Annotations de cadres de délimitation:
----

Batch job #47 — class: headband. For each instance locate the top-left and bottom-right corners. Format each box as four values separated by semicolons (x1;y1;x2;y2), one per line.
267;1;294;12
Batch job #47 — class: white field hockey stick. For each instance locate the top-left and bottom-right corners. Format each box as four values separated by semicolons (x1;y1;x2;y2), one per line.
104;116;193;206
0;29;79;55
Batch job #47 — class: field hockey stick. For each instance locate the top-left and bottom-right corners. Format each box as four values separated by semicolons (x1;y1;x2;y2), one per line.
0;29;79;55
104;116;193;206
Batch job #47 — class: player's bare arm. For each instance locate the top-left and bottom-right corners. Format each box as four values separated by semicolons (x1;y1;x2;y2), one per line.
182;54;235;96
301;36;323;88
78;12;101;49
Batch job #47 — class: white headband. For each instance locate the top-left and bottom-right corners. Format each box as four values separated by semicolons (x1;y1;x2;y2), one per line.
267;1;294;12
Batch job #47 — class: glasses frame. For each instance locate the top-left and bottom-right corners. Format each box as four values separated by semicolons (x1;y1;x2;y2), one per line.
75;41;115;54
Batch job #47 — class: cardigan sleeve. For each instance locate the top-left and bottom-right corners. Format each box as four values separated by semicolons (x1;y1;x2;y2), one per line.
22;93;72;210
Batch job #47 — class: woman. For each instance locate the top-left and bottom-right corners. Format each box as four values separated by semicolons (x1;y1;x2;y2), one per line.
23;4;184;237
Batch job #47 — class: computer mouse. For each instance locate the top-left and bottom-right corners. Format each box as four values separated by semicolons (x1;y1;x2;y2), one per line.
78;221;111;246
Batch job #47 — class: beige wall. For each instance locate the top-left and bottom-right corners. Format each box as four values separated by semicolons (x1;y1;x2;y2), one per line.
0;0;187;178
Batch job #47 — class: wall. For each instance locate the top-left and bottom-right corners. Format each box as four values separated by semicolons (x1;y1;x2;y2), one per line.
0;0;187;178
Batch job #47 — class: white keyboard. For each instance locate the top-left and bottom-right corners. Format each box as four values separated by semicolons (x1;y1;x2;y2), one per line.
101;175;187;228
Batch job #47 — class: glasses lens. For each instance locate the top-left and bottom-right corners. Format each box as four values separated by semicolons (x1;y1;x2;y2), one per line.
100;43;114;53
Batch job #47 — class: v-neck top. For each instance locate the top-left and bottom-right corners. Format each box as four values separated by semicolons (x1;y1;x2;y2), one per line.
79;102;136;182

----

Remplacez « instance » par « object » dans toutes les lignes, de celle qui contient « Batch job #47 — class: white keyboard. » jusqu'à la dernière. Ne changez rien d'autre et redonnez seulement ces lignes.

Réponse |
Batch job #47 — class: white keyboard. For each object locate the top-left and bottom-right corners. Format each box as four values separated by semicolons (x1;y1;x2;y2), one per line.
101;175;187;228
Batch job #47 — class: glasses lens. For each object locate the top-left and bottom-right corners. Format each box as four values separated by semicolons (x1;y1;x2;y2), one per line.
100;43;114;53
Batch job #47 — class: v-neck top. For each object locate the top-left and bottom-right corners. Format each box as four values separated by semicolons (x1;y1;x2;y2), one per line.
79;102;136;182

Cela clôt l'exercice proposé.